== Segment start ==

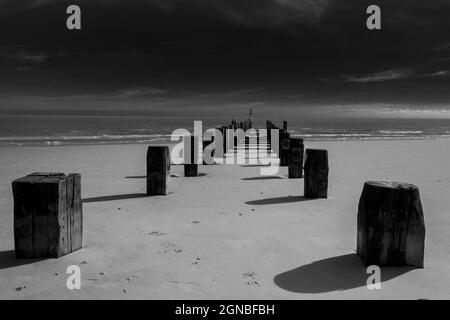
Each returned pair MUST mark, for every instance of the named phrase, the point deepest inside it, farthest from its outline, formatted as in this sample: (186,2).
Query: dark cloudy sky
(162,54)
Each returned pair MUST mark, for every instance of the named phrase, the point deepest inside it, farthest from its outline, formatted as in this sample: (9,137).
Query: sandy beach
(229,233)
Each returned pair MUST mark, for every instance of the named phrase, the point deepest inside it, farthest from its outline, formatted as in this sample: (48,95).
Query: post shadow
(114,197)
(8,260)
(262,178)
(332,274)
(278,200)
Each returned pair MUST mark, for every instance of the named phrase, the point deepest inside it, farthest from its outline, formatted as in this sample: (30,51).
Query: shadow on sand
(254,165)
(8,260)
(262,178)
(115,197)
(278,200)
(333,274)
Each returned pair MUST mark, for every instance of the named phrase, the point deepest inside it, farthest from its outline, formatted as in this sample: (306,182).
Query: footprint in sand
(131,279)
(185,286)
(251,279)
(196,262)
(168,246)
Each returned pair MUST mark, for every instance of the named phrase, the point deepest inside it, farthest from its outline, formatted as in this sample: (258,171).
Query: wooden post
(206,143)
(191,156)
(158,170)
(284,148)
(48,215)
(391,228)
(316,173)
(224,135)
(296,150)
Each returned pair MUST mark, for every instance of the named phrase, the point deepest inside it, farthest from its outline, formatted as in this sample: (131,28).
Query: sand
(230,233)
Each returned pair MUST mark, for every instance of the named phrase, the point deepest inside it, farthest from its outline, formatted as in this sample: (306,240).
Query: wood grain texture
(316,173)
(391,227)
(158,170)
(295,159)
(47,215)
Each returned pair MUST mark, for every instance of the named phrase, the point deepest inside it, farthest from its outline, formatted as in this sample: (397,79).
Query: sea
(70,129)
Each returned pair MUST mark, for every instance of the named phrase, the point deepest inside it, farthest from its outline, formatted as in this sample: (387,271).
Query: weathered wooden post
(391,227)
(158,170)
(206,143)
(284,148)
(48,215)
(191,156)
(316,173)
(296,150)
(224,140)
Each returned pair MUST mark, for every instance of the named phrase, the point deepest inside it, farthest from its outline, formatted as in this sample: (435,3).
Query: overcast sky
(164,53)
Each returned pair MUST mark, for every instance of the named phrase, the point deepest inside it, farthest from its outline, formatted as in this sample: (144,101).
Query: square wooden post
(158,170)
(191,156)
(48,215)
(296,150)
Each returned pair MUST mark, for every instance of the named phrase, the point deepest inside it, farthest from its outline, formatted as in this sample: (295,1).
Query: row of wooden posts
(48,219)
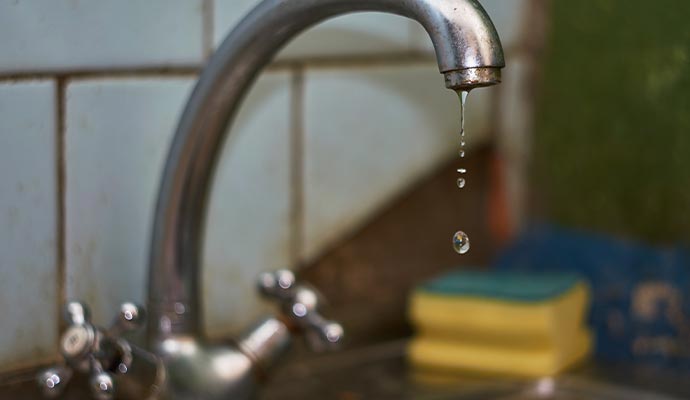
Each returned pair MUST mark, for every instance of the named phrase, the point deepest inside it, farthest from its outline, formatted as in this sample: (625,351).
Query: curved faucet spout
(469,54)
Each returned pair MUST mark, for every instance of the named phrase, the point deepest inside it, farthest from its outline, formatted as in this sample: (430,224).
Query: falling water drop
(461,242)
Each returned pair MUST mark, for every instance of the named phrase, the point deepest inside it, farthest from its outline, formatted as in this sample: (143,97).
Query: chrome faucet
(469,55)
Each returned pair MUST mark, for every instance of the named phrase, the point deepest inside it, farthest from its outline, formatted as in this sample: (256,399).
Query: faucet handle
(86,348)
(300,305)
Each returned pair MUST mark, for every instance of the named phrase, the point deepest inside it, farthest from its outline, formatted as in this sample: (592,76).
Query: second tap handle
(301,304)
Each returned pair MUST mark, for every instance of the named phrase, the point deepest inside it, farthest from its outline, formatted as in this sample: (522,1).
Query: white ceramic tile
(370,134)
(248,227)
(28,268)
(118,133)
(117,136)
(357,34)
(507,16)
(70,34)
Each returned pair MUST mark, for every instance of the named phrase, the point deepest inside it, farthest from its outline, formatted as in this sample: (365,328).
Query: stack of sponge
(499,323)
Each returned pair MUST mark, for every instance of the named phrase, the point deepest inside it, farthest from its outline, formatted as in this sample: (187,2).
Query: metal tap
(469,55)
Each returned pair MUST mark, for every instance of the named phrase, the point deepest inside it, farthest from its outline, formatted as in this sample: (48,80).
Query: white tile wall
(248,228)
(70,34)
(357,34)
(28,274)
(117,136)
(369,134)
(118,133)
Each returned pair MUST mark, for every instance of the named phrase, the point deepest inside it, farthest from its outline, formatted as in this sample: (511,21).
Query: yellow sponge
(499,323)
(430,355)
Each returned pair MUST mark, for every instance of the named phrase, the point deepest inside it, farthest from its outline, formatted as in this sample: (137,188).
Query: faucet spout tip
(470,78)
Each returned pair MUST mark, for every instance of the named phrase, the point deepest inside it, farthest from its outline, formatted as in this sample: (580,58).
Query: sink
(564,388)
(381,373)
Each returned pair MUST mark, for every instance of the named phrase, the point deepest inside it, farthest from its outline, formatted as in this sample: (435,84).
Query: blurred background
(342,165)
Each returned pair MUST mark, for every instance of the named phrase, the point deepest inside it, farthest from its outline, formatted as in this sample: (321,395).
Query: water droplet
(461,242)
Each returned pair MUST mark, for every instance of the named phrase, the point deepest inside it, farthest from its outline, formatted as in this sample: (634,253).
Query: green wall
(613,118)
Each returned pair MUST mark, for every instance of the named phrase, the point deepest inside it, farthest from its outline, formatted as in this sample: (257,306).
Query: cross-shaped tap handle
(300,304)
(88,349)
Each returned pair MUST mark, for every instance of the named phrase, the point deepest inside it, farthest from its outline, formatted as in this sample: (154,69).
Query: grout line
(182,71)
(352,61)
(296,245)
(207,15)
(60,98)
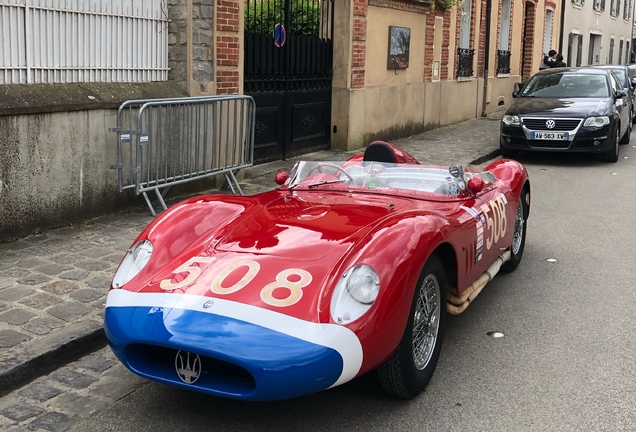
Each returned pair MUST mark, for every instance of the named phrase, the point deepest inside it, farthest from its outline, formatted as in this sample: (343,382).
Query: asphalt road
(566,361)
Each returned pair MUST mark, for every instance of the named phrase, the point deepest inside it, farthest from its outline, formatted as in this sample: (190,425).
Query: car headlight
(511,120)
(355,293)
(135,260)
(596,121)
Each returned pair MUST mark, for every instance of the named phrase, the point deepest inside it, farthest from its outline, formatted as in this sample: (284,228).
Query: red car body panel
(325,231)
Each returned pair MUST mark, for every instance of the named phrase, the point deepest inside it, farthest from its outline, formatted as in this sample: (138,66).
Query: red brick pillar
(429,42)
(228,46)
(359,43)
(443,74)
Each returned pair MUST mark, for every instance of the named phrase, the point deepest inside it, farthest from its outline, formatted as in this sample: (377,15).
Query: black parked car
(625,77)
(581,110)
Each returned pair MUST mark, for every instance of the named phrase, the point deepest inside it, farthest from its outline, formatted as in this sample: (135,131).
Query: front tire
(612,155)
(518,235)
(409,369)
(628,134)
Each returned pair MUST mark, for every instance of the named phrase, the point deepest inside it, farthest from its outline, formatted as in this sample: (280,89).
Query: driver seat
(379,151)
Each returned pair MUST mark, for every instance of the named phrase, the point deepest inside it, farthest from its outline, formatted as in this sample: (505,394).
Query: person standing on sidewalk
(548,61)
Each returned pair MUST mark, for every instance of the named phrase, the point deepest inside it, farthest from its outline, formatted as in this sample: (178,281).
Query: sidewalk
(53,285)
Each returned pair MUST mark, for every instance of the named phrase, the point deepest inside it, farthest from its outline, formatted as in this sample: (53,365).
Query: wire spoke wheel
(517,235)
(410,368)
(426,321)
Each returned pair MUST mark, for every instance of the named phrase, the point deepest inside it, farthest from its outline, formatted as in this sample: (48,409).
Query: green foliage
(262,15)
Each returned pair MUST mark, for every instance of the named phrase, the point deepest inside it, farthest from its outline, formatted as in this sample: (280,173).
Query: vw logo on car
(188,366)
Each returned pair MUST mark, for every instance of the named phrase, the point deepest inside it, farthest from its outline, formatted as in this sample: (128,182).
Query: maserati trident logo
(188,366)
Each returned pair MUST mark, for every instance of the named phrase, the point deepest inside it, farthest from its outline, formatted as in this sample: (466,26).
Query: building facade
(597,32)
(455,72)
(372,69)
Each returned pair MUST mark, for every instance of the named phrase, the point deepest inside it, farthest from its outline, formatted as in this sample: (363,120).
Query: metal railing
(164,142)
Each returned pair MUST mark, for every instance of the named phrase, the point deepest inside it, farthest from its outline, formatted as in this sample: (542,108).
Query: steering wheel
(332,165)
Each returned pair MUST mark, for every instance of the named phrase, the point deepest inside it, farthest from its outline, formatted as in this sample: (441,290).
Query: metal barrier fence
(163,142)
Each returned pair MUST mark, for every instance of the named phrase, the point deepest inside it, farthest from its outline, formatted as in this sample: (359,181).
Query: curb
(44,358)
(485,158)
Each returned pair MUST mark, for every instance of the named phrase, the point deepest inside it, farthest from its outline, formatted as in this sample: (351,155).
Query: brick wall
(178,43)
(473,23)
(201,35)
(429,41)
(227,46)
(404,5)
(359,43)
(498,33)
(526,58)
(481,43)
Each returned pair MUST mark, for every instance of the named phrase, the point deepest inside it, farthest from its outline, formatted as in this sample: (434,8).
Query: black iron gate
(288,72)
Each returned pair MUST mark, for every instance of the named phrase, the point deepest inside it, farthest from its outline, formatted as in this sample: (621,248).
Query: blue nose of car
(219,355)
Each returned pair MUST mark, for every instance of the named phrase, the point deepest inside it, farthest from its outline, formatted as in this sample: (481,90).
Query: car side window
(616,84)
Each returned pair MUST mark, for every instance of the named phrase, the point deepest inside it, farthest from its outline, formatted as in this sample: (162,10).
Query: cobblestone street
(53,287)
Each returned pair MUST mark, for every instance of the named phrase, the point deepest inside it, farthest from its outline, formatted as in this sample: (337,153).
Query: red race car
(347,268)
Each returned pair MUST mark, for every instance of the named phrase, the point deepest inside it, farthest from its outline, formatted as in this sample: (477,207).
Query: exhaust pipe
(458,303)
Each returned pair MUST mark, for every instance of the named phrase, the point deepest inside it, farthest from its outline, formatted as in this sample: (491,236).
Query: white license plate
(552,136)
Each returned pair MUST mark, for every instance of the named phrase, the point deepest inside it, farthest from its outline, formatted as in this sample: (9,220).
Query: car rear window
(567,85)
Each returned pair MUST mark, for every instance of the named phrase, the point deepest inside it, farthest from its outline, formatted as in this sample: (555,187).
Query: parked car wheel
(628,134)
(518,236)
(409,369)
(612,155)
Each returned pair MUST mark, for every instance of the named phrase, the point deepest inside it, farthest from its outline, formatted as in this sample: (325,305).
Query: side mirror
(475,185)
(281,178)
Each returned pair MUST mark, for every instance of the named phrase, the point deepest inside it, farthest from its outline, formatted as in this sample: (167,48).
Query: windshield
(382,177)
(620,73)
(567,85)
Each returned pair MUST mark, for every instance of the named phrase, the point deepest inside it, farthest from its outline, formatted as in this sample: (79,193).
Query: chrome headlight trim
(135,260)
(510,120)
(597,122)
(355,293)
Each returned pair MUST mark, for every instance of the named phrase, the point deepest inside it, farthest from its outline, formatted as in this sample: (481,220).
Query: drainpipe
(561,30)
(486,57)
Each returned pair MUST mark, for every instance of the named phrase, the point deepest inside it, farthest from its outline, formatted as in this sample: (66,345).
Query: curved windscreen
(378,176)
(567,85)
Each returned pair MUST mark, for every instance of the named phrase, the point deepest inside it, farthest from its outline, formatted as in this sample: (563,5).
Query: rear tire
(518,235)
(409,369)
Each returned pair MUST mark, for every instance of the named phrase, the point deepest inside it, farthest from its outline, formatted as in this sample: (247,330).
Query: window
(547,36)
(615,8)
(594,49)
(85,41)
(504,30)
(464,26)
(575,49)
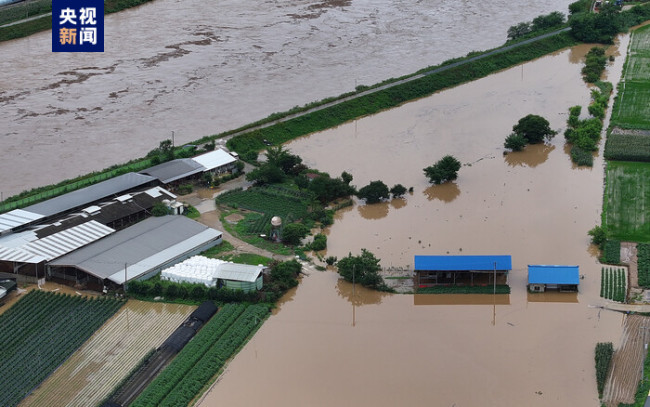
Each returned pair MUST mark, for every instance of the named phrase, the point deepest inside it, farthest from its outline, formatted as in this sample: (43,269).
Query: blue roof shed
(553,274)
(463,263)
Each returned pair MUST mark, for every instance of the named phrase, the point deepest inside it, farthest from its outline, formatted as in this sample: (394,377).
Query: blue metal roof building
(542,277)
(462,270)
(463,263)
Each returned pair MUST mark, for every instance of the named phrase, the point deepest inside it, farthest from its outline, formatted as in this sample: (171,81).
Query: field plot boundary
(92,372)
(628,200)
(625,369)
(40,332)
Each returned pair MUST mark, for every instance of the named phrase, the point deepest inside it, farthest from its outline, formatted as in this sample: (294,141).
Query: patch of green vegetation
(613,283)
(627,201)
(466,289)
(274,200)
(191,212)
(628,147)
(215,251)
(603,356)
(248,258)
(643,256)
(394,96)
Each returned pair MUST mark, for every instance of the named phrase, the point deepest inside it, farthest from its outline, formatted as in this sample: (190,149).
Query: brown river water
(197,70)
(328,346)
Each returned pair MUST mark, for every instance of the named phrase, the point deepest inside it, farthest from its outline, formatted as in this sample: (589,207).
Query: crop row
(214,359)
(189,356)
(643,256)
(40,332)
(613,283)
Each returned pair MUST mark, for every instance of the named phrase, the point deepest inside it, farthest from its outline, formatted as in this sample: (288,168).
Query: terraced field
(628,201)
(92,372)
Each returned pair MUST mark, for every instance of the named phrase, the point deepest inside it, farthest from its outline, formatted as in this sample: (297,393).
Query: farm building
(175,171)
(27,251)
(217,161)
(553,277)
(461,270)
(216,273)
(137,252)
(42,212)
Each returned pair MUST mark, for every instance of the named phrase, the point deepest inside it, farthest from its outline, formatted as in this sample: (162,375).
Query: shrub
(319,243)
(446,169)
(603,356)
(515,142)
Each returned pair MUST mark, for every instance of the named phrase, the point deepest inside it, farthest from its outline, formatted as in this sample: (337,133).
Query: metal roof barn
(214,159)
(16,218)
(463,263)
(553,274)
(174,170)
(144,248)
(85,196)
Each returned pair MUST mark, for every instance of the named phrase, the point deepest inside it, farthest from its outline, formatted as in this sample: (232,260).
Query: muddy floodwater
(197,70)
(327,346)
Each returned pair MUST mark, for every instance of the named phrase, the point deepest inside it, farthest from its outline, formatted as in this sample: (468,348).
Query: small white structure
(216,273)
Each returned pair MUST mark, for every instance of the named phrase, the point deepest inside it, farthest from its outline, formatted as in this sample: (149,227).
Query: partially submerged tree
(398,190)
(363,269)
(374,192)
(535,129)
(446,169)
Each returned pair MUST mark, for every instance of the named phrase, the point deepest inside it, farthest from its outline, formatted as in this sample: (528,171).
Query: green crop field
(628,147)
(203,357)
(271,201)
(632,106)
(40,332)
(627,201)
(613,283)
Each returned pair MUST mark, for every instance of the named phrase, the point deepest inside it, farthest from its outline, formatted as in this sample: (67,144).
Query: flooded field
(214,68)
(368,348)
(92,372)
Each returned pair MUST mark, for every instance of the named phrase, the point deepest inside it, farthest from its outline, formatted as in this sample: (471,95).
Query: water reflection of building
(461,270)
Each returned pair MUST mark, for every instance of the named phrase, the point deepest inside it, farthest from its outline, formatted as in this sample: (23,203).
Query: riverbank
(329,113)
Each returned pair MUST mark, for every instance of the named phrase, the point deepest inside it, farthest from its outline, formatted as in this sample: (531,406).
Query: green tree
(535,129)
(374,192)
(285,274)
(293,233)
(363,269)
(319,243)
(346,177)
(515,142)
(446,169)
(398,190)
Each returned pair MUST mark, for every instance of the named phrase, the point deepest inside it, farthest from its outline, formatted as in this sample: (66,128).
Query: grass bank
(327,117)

== Segment end ==

Return a word-for-word copy of the lines above from the one holding "Query: maserati trident logo" through the one holding "this sample: (351,155).", with both of them included and nothing besides.

_COMPLETED EXERCISE_
Query: maserati trident logo
(188,366)
Each returned pair MUST mark, for every instance of the named phrase, the point deepest inside it, farthest from its outline, formatted as in this sample: (466,26).
Query: building facade
(597,32)
(455,72)
(372,69)
Each returned pair MUST mark, for every instance of the named phrase, the point deepest inside it, farthest from its outline, formatted as in this sample: (363,120).
Query: metal railing
(164,142)
Each returned pair MUST mark, for every instance of the named phrase, the point deepest inside it, farthest from its outline, formatted as in this sample: (542,108).
Query: steering wheel
(332,165)
Each returned pair MUST mark, for every instance of the named phrase, the point deepest inside it, farthest from its outline, formatted as in this sample: (441,290).
Query: metal barrier fence
(163,142)
Each returned pair MUST mark, for every instance of the named phrase, the point deepest inside it, farthest from its outline, formatted as in this sample: (359,181).
Query: curb
(44,358)
(485,158)
Each returned pair MUST mark, for every instance of the named phrase, the point deepest inside it, farthest from its outline, formatted as in this sample: (351,155).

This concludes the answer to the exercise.